─── Data for this task ───
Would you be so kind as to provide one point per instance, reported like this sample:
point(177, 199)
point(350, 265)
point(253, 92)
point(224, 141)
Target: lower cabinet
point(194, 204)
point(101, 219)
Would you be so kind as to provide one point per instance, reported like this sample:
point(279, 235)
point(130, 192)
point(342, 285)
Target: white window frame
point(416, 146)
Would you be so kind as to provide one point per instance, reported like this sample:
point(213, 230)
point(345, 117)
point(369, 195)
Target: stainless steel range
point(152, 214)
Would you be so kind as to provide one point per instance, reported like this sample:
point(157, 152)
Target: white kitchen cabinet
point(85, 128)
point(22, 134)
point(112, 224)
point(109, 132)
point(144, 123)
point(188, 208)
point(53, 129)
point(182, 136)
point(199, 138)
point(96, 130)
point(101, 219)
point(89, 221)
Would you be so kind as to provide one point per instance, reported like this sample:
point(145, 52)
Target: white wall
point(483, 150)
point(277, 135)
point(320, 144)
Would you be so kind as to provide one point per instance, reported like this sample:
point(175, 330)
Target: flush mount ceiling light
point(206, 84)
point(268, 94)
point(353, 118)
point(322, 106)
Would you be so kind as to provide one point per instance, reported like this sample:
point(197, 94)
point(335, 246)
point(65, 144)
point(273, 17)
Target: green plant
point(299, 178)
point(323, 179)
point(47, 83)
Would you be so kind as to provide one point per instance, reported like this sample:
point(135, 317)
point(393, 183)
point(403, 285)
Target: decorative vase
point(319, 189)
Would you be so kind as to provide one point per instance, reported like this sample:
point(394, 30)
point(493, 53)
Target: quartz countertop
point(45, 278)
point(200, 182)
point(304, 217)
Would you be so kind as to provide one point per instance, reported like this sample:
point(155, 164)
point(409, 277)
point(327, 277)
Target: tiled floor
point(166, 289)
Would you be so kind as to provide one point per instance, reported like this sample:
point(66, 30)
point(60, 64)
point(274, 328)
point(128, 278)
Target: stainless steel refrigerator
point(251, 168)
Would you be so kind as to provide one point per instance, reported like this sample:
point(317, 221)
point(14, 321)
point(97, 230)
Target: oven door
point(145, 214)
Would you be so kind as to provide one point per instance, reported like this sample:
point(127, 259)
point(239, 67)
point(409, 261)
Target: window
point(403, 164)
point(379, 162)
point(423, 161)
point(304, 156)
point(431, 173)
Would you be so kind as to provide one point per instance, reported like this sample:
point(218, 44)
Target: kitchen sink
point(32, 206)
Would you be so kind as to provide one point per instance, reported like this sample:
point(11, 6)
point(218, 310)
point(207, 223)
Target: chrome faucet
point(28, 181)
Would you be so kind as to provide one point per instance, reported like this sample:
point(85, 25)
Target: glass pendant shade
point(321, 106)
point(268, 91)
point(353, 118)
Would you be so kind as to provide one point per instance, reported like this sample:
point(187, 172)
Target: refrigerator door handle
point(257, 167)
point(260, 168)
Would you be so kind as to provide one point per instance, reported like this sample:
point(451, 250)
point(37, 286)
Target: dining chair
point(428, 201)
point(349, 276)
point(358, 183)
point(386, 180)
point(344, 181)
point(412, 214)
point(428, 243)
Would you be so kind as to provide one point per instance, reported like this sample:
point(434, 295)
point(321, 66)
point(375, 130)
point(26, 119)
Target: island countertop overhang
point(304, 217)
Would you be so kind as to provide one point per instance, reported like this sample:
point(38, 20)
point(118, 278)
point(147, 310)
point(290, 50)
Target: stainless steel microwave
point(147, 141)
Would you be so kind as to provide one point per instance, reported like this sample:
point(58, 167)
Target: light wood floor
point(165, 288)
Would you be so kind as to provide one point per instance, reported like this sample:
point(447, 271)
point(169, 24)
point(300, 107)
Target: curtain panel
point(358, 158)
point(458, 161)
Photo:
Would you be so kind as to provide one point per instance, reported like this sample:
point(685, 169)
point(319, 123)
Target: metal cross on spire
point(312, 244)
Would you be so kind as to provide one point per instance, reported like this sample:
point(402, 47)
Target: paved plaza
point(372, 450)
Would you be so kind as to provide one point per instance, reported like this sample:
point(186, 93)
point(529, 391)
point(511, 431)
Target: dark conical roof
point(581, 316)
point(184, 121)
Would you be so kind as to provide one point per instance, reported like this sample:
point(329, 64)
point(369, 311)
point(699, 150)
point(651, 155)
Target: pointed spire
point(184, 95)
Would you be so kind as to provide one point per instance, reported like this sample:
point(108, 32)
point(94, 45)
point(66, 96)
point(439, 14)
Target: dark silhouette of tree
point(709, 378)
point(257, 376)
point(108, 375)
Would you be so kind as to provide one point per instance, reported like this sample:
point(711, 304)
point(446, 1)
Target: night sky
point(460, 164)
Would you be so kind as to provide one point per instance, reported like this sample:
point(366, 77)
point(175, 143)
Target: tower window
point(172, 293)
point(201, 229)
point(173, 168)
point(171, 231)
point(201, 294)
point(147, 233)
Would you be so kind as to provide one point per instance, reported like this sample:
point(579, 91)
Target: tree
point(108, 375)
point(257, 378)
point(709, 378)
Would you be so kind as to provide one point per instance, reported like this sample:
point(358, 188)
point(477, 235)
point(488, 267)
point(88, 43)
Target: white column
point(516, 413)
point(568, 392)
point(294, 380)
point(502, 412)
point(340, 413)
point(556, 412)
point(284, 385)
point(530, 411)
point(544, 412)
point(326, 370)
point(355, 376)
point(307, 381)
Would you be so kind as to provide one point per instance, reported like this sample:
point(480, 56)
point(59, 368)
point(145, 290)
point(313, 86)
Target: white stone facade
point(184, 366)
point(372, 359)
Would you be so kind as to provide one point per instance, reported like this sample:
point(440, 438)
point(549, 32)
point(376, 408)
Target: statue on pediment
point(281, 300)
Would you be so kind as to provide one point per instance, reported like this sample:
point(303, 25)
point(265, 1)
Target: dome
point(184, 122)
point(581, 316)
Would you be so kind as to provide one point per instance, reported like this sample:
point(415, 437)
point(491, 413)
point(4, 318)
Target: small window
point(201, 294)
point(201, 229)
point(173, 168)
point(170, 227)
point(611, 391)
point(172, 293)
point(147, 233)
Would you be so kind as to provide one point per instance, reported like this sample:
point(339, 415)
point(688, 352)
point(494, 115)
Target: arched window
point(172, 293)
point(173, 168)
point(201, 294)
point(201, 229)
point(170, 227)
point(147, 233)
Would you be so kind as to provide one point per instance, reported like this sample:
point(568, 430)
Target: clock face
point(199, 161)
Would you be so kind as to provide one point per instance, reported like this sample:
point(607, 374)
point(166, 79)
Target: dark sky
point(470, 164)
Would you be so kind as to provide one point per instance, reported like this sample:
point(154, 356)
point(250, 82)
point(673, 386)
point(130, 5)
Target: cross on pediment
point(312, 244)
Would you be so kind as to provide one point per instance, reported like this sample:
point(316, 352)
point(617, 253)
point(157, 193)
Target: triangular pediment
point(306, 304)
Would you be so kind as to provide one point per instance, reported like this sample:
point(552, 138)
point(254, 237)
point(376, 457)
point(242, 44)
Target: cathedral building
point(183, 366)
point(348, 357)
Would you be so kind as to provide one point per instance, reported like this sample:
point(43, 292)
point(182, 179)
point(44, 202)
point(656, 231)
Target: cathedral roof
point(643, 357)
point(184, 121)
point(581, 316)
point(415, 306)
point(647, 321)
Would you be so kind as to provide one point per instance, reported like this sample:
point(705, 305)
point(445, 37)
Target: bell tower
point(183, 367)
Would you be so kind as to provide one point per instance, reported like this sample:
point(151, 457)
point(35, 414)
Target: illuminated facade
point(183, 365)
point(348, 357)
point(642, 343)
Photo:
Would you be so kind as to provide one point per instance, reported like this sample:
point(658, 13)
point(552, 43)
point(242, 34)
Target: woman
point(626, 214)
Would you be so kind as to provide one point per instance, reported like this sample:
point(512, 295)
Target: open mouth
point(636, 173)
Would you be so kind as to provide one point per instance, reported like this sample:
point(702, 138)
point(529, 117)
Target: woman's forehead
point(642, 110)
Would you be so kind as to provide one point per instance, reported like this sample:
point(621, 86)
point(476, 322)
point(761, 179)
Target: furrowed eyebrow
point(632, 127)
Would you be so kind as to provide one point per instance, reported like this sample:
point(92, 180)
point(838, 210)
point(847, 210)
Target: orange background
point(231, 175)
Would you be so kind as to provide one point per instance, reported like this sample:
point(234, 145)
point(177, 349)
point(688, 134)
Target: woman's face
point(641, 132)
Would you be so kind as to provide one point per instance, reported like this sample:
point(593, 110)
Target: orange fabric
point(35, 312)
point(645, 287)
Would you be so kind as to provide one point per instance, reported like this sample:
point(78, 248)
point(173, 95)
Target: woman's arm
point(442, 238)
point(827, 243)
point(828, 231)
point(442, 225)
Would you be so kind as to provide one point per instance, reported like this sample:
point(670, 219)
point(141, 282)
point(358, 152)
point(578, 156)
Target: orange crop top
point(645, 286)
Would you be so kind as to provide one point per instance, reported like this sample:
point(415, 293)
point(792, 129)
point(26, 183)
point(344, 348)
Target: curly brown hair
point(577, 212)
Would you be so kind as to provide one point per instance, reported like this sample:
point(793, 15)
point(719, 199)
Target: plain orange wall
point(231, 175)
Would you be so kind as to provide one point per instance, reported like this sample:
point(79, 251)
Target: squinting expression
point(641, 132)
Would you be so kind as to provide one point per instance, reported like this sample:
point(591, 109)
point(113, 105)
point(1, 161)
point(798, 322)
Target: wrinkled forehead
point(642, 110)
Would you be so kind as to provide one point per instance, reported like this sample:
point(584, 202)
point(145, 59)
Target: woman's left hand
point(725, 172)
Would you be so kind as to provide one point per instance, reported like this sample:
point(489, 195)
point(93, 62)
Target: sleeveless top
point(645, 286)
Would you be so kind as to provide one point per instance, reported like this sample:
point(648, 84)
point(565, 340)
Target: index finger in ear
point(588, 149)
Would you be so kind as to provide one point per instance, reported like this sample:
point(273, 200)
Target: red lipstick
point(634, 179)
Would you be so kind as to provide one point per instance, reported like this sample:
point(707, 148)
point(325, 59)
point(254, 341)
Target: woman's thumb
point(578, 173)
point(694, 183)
───
_Task details_. Please give again the lines above between the line holding "point(415, 293)" and the line holding "point(1, 161)", inclusive, exactly as they are and with nothing added.

_The answer_.
point(415, 293)
point(792, 129)
point(26, 183)
point(344, 348)
Target: curly brown hair
point(577, 212)
Would you be so kind as to provide one point per instance, reported like this sample:
point(793, 15)
point(719, 199)
Target: plain orange wall
point(231, 175)
Would you be so kind as to provide one point per instance, reported like this sample:
point(79, 251)
Target: squinting expression
point(641, 132)
Would you be so kind as to provide one point per instance, reported like this sample:
point(591, 109)
point(113, 105)
point(1, 161)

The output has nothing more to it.